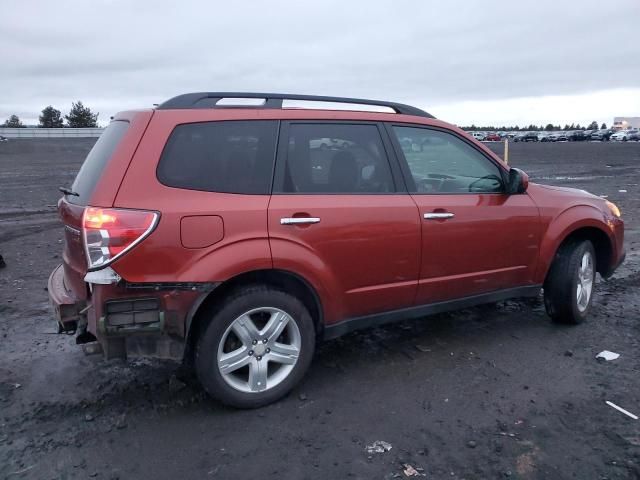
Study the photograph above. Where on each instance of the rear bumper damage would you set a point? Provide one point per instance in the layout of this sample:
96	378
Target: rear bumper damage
127	319
66	307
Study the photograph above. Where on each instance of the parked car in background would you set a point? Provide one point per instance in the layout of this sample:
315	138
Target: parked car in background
576	136
526	137
228	236
601	135
621	136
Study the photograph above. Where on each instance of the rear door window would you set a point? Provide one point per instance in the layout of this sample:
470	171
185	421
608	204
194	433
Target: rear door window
94	164
336	158
227	157
441	163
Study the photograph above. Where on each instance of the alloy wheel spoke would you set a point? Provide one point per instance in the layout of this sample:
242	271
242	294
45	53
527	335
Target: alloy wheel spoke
232	361
245	329
282	353
275	326
579	294
258	375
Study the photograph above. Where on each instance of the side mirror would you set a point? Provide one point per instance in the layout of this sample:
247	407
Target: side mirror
518	181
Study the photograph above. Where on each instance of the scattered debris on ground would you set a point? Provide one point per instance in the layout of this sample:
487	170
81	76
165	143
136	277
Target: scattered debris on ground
607	355
379	446
620	409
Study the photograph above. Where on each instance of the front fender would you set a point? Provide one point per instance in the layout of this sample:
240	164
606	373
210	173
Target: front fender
563	225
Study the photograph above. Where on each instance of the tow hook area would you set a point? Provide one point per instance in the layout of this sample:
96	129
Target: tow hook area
140	315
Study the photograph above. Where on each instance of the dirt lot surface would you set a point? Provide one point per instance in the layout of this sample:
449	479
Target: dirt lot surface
491	392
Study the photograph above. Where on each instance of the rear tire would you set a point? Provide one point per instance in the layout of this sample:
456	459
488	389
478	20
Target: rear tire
569	287
257	337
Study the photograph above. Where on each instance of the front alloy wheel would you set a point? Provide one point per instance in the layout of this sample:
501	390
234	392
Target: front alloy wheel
586	276
569	286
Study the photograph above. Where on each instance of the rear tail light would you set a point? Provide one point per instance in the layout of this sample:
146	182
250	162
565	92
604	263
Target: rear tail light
111	232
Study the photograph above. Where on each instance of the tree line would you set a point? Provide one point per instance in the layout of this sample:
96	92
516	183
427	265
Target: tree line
78	117
549	127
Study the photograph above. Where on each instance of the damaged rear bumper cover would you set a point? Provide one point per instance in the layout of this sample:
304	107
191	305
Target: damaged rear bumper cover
117	310
65	306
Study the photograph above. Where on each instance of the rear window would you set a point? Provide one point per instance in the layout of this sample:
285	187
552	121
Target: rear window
227	157
94	164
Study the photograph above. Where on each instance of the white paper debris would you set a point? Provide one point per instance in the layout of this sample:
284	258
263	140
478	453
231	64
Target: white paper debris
620	409
607	355
378	446
409	471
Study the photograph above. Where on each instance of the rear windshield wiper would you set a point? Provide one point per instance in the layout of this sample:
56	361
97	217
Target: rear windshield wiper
68	191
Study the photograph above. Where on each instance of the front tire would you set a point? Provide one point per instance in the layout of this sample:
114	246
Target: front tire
255	348
568	289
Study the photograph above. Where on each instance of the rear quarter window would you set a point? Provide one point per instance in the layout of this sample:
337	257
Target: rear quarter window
226	157
96	160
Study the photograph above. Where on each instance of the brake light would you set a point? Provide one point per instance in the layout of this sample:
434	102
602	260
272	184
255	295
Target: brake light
110	232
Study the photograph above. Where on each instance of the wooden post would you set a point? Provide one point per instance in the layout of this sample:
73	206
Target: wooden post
506	150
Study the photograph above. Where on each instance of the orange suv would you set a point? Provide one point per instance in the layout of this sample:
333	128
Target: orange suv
235	230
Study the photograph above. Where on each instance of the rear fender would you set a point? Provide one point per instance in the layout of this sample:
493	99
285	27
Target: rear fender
299	259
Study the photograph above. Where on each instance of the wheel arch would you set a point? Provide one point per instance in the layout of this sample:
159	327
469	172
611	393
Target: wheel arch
281	279
601	241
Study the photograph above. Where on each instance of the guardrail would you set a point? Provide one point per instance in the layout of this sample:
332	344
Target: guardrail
30	132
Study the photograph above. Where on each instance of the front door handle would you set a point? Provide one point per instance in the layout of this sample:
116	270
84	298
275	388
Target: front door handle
298	220
438	215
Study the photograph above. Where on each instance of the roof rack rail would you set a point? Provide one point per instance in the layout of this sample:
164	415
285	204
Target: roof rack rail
275	100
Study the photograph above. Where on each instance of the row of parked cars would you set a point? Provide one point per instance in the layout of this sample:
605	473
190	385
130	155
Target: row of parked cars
561	136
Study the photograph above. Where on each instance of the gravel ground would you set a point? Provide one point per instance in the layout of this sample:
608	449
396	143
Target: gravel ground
491	392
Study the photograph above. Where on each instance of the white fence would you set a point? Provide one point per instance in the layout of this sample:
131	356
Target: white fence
51	132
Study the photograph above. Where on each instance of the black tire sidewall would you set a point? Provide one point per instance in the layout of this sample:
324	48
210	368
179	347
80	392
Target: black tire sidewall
577	255
560	288
247	299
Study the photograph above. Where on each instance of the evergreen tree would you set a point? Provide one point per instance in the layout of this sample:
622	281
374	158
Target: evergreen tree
81	117
50	118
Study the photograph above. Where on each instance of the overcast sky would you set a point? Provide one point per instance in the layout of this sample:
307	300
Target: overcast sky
487	62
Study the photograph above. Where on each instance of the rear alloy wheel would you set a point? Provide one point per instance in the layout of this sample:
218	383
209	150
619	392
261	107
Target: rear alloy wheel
568	290
244	343
256	347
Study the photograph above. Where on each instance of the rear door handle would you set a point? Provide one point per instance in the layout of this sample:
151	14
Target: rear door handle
298	220
438	215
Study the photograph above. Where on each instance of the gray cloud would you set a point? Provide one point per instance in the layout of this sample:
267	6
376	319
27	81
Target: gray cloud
119	54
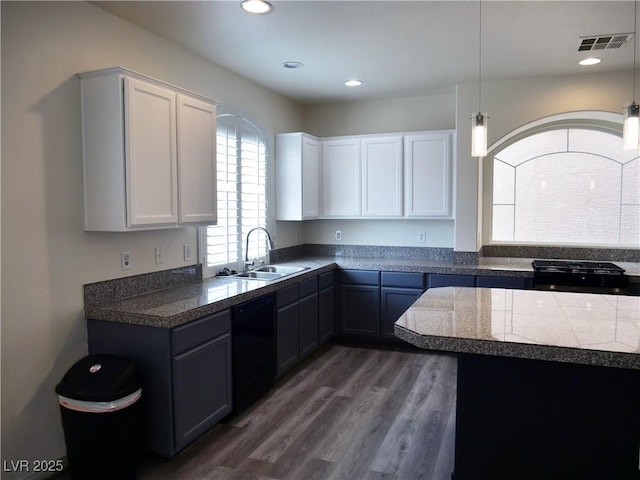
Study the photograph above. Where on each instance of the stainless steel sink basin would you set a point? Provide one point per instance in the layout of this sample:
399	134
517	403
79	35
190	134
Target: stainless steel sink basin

:: TASK STATEMENT ::
Return the number of lines in the records holding the string "sink", without any other words.

:: SOLUTION FOR THIS EXERCISE ::
2